> _CONSIGNA_
Reproduce sin ningún cambio el tramo de las entradas de abajo que va desde la línea que contiene "Would you mind spotting the window" hasta la línea que contiene "<point>5,57</point>", ambas incluidas.

********************

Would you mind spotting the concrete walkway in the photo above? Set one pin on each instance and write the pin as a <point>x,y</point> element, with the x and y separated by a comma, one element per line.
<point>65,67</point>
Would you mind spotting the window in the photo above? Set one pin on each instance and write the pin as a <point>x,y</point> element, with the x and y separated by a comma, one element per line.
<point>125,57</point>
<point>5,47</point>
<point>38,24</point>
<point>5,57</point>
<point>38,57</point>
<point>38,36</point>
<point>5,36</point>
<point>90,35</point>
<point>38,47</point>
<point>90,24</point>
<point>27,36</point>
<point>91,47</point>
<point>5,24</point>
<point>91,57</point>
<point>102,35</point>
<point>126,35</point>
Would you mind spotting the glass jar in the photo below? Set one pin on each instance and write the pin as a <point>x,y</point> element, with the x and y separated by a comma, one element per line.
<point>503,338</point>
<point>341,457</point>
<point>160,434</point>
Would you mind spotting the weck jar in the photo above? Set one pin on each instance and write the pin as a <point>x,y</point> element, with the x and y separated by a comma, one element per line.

********************

> _SOLUCIÓN DESARROLLADA_
Would you mind spotting the window in the photo above? Set one pin on each instance and write the pin as a <point>x,y</point> element, with the x and y separated by a comma, one element per line.
<point>125,57</point>
<point>5,47</point>
<point>38,24</point>
<point>5,57</point>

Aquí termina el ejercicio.